===== Records supplied =====
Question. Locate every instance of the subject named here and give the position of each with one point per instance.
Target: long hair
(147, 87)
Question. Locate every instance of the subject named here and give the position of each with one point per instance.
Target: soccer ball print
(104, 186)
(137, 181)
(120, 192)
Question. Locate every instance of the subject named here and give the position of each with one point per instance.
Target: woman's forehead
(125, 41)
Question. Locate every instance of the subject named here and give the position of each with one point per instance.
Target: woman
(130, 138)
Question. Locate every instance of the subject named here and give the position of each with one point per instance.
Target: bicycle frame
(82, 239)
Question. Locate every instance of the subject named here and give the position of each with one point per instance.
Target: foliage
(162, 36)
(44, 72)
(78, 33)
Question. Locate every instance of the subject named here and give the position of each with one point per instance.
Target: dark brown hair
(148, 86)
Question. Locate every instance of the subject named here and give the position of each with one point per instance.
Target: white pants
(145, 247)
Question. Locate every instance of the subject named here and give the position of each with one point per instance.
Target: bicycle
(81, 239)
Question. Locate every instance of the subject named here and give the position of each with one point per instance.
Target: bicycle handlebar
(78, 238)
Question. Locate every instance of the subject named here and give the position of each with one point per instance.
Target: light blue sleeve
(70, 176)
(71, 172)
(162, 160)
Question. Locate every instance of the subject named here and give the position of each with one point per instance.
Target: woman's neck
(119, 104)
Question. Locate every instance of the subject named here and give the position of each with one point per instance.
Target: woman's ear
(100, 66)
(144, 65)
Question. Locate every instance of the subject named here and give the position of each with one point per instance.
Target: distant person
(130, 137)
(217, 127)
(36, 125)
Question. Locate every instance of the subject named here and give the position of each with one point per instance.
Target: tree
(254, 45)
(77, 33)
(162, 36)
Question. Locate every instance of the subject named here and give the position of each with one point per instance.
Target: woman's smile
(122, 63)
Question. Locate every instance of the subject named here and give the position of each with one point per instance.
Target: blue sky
=====
What is required: Write down every line of the data exactly as it appears above.

Solution to this task:
Question. Locate every instance of the subject named here and give the position of each with one point per instance.
Target: long hair
(147, 87)
Question. Locate every instance of the subject named here and give the position of each with one point per instance.
Target: soccer ball print
(104, 186)
(137, 181)
(120, 192)
Question. Locate every instance of the subject named here and give the position of each with one point per instance.
Target: woman's forehead
(125, 41)
Question. Locate every instance of the subject named here and give the position of each with one point per instance.
Target: woman
(130, 138)
Question. Locate every instance of the subject named here and give the position of each with one point per instance.
Target: bicycle frame
(82, 239)
Question. Locate every instance of the subject named here and give the position of each with one point per instance.
Target: foliage
(162, 36)
(44, 72)
(78, 33)
Question. Locate every instance of the subject named here and give the position of each with one point per instance.
Target: dark brown hair
(148, 86)
Question. Locate every instance of the subject named here and give the position of each with one point per instance.
Target: white pants
(145, 247)
Question. Locate every instance of the subject named here and give the position of each with one point per instance.
Target: bicycle
(81, 239)
Question. Locate every instance of the subject named here and give the position of each with one point per instance.
Target: bicycle handlebar
(78, 238)
Question. Locate every instance of the subject named here and give the position of each with one point per instance.
Target: light blue sleeve
(70, 176)
(71, 172)
(162, 160)
Question. Locate every instance of the subject named here and give the position of each with one point per instance.
Target: woman's neck
(119, 104)
Question. Locate every instance of the subject named here and give the position of each with one point per instance.
Target: woman's ear
(100, 66)
(144, 65)
Question. Locate every instance of the subject named here and give the position of each with one point per instance.
Target: distant person
(130, 137)
(217, 127)
(36, 125)
Question. Locate every instance of the subject named here and give the position of each with one point per instance.
Target: tree
(254, 45)
(77, 33)
(162, 36)
Question. Locate every instance of the subject named here and give the position of each with one point per instance.
Target: woman's smile
(122, 63)
Question. Locate every instance of the subject named here and give the position of each with one point per instance.
Target: blue sky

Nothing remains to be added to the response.